Data extracts:

==========

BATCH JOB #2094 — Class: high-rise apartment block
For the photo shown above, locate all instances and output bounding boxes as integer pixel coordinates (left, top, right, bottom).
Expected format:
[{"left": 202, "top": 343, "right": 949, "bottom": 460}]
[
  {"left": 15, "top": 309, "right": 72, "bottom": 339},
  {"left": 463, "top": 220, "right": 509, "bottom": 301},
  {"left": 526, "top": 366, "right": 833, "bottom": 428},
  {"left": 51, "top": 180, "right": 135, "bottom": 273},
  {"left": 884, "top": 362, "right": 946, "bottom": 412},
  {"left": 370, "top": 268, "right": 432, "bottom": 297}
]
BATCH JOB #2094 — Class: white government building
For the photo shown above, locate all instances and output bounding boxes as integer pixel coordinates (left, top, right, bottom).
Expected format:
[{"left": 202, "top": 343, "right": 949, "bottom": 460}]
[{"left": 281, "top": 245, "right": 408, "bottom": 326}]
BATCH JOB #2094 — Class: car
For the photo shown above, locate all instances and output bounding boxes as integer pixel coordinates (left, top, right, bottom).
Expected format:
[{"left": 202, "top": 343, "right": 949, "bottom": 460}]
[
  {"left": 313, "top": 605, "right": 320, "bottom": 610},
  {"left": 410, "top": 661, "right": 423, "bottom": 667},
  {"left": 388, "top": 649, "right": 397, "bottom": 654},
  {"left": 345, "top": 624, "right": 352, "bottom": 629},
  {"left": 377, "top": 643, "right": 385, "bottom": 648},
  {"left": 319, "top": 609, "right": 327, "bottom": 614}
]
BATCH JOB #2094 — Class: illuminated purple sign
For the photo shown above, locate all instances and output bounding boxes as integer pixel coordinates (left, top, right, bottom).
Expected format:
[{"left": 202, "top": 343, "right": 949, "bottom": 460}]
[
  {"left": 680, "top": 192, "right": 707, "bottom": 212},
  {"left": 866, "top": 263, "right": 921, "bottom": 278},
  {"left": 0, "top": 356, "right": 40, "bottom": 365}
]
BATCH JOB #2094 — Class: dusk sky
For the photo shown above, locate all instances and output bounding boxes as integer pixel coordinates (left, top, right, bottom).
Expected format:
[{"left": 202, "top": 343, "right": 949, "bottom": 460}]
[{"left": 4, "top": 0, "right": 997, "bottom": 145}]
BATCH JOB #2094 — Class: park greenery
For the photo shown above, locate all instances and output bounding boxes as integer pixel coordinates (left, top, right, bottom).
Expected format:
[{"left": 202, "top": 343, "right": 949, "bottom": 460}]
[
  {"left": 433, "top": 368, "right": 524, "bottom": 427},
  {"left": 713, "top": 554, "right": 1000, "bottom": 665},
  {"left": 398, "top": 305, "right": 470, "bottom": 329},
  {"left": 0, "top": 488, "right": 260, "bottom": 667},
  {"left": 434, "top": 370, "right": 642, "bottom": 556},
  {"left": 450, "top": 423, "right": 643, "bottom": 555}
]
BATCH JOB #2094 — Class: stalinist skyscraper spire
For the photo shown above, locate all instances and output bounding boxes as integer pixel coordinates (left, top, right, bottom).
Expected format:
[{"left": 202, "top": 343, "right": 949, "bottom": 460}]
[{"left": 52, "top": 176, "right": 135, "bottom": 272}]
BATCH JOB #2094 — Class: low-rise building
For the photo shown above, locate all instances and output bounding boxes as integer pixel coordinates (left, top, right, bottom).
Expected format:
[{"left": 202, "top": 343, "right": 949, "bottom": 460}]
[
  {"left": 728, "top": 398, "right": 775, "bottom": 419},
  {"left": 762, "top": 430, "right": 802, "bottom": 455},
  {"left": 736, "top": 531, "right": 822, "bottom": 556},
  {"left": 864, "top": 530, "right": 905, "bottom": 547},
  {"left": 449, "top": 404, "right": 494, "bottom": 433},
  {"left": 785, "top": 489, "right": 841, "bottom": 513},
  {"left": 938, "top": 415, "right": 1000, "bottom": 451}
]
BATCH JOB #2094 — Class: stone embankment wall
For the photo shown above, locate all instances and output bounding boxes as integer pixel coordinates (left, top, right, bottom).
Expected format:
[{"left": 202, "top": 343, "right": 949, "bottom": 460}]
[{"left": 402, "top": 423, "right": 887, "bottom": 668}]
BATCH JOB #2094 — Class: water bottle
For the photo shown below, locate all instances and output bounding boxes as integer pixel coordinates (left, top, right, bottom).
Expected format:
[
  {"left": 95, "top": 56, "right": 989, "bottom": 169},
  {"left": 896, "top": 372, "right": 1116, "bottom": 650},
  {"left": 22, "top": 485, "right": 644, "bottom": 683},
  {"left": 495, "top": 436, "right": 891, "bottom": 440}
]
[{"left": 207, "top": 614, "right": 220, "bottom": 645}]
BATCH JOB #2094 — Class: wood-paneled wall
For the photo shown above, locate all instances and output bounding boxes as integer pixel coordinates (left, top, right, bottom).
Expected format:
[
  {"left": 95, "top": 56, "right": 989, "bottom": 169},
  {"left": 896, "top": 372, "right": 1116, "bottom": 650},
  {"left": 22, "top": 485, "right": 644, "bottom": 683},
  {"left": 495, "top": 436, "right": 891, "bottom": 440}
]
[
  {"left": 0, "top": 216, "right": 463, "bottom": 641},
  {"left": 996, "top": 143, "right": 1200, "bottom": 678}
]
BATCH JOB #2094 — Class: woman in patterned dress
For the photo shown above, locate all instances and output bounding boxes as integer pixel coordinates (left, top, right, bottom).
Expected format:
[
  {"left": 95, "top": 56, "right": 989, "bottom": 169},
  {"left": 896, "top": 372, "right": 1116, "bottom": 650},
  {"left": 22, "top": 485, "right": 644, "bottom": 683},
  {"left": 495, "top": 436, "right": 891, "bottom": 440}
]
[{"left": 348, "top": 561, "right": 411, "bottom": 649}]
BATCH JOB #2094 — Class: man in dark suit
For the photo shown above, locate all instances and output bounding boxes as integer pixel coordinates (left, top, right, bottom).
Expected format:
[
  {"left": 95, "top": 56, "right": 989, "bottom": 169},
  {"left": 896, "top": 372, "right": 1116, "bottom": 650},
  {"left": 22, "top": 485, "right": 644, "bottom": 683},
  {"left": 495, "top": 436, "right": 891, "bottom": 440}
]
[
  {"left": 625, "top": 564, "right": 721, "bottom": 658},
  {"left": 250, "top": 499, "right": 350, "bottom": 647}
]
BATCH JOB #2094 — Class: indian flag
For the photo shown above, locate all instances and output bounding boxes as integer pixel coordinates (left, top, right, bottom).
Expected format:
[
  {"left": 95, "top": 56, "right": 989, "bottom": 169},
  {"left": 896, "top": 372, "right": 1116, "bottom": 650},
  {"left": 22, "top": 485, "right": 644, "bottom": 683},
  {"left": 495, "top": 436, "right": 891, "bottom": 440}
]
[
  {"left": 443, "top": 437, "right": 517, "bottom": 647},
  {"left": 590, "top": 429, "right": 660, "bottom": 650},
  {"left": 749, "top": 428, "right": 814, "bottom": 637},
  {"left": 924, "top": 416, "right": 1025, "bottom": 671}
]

==========

Task requirements: Copy out the full set of records precisely, leaving nothing out.

Task answer:
BATCH JOB #2094 — Class: high-rise apartment block
For the photo shown above, locate all instances and output bounding boxes as integer pixel coordinates (left, top, right, bottom).
Expected format:
[{"left": 202, "top": 343, "right": 949, "bottom": 460}]
[
  {"left": 15, "top": 309, "right": 72, "bottom": 339},
  {"left": 463, "top": 220, "right": 509, "bottom": 301},
  {"left": 526, "top": 366, "right": 833, "bottom": 428},
  {"left": 51, "top": 180, "right": 135, "bottom": 273},
  {"left": 884, "top": 362, "right": 946, "bottom": 412},
  {"left": 370, "top": 268, "right": 432, "bottom": 297}
]
BATCH JOB #2094 — Class: white government building
For the photo shown above, locate all instances and output bounding boxes as integer pixel coordinates (left, top, right, bottom).
Expected format:
[{"left": 202, "top": 343, "right": 949, "bottom": 460}]
[{"left": 281, "top": 245, "right": 408, "bottom": 326}]
BATCH JOB #2094 — Class: car
For the photo shown above, locate all instances and output bounding boxes as integer pixel coordinates (left, top, right, bottom).
Expected format:
[{"left": 202, "top": 343, "right": 949, "bottom": 460}]
[
  {"left": 313, "top": 605, "right": 320, "bottom": 610},
  {"left": 410, "top": 661, "right": 423, "bottom": 667},
  {"left": 388, "top": 649, "right": 397, "bottom": 654},
  {"left": 345, "top": 624, "right": 352, "bottom": 629},
  {"left": 377, "top": 643, "right": 385, "bottom": 648},
  {"left": 319, "top": 609, "right": 327, "bottom": 614}
]
BATCH JOB #2094 — Class: illuminated purple sign
For the photo shown above, locate all instances and output bounding boxes as integer pixel coordinates (left, top, right, bottom).
Expected format:
[{"left": 202, "top": 343, "right": 949, "bottom": 460}]
[
  {"left": 680, "top": 192, "right": 707, "bottom": 212},
  {"left": 866, "top": 263, "right": 921, "bottom": 278},
  {"left": 0, "top": 356, "right": 40, "bottom": 365}
]
BATCH JOB #2094 — Class: dusk sky
For the photo shown above, locate all instances and output bounding boxes as integer pixel coordinates (left, top, right, bottom).
Expected format:
[{"left": 202, "top": 343, "right": 949, "bottom": 460}]
[{"left": 4, "top": 0, "right": 997, "bottom": 145}]
BATCH JOB #2094 — Class: park greenery
For the photo shown above, locate all instances and output bounding boxes as integer pixel coordinates (left, top, right, bottom).
Expected format:
[{"left": 202, "top": 343, "right": 949, "bottom": 460}]
[
  {"left": 433, "top": 368, "right": 524, "bottom": 427},
  {"left": 713, "top": 554, "right": 1000, "bottom": 665},
  {"left": 398, "top": 305, "right": 470, "bottom": 329},
  {"left": 0, "top": 488, "right": 260, "bottom": 667},
  {"left": 434, "top": 370, "right": 642, "bottom": 556},
  {"left": 450, "top": 423, "right": 643, "bottom": 555}
]
BATCH JOB #2094 — Class: stalinist skyscraper spire
For the photo shown above, locate all instances and output bounding boxes as integer pixel coordinates (left, top, right, bottom).
Expected format:
[{"left": 202, "top": 343, "right": 949, "bottom": 460}]
[{"left": 52, "top": 176, "right": 135, "bottom": 272}]
BATCH JOB #2094 — Class: low-rise building
For the photo shown above, locate all instances and output bounding boxes as integer pixel coordinates (left, top, right, bottom).
Expected format:
[{"left": 202, "top": 343, "right": 949, "bottom": 460}]
[
  {"left": 728, "top": 398, "right": 775, "bottom": 419},
  {"left": 762, "top": 430, "right": 802, "bottom": 455},
  {"left": 736, "top": 531, "right": 822, "bottom": 556},
  {"left": 864, "top": 530, "right": 905, "bottom": 547},
  {"left": 449, "top": 404, "right": 494, "bottom": 433},
  {"left": 785, "top": 489, "right": 841, "bottom": 513},
  {"left": 938, "top": 415, "right": 1000, "bottom": 451}
]
BATCH JOB #2094 — Class: stone embankment wall
For the photo shown above, locate all instances and output bounding boxes as integer pixel coordinates (left, top, right, bottom).
Expected format:
[{"left": 202, "top": 343, "right": 949, "bottom": 460}]
[{"left": 402, "top": 423, "right": 887, "bottom": 668}]
BATCH JOB #2094 — Class: water bottle
For the photo shown below, locate all instances and output bounding boxes as integer pixel coordinates (left, top, right, bottom).
Expected format:
[
  {"left": 95, "top": 56, "right": 989, "bottom": 169},
  {"left": 896, "top": 372, "right": 1116, "bottom": 650},
  {"left": 22, "top": 485, "right": 644, "bottom": 683},
  {"left": 495, "top": 436, "right": 891, "bottom": 440}
]
[{"left": 207, "top": 614, "right": 220, "bottom": 645}]
BATCH JOB #2094 — Class: wood-paneled wall
For the photo shown above, locate all instances and output bounding boxes as integer pixel coordinates (left, top, right, bottom).
Expected format:
[
  {"left": 95, "top": 56, "right": 989, "bottom": 169},
  {"left": 896, "top": 372, "right": 1116, "bottom": 650},
  {"left": 22, "top": 485, "right": 644, "bottom": 683},
  {"left": 495, "top": 436, "right": 891, "bottom": 440}
]
[
  {"left": 0, "top": 216, "right": 463, "bottom": 641},
  {"left": 996, "top": 143, "right": 1200, "bottom": 678}
]
BATCH JOB #2094 — Class: woman in patterned dress
For the photo shown above, locate all instances and output bounding boxes as integer pixel coordinates (left, top, right, bottom).
Expected format:
[
  {"left": 95, "top": 56, "right": 989, "bottom": 169},
  {"left": 896, "top": 372, "right": 1116, "bottom": 650},
  {"left": 22, "top": 485, "right": 644, "bottom": 683},
  {"left": 495, "top": 436, "right": 891, "bottom": 440}
]
[{"left": 348, "top": 561, "right": 411, "bottom": 649}]
BATCH JOB #2094 — Class: man in dark suit
For the photo shown above, locate all instances and output bounding boxes as integer pixel coordinates (left, top, right, bottom).
Expected format:
[
  {"left": 95, "top": 56, "right": 989, "bottom": 169},
  {"left": 896, "top": 372, "right": 1116, "bottom": 650},
  {"left": 22, "top": 485, "right": 644, "bottom": 683},
  {"left": 495, "top": 436, "right": 891, "bottom": 440}
]
[
  {"left": 625, "top": 564, "right": 721, "bottom": 658},
  {"left": 250, "top": 499, "right": 350, "bottom": 647}
]
BATCH JOB #2094 — Class: indian flag
For the photo shown above, locate all instances and output bounding boxes as integer pixel coordinates (left, top, right, bottom).
Expected format:
[
  {"left": 95, "top": 56, "right": 989, "bottom": 169},
  {"left": 896, "top": 372, "right": 1116, "bottom": 650},
  {"left": 22, "top": 485, "right": 644, "bottom": 683},
  {"left": 495, "top": 436, "right": 891, "bottom": 440}
]
[
  {"left": 443, "top": 437, "right": 517, "bottom": 647},
  {"left": 590, "top": 429, "right": 660, "bottom": 650},
  {"left": 749, "top": 428, "right": 814, "bottom": 637},
  {"left": 924, "top": 416, "right": 1025, "bottom": 671}
]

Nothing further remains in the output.